** RECORDS TO USE follows **
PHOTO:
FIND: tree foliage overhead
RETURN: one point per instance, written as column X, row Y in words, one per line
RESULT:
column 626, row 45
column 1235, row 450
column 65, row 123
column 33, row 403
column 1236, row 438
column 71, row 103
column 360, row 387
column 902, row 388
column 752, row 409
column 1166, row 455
** End of RECORDS TO USE **
## WHAT IS EXPECTED
Return each line of the data exactly as written above.

## RESPONSE
PHOTO:
FIND: tree foliage overhead
RETURN: one point per instance, written as column X, row Y in words, one per line
RESULT:
column 626, row 45
column 1235, row 450
column 65, row 123
column 33, row 403
column 1236, row 438
column 71, row 103
column 360, row 387
column 902, row 388
column 752, row 409
column 1166, row 455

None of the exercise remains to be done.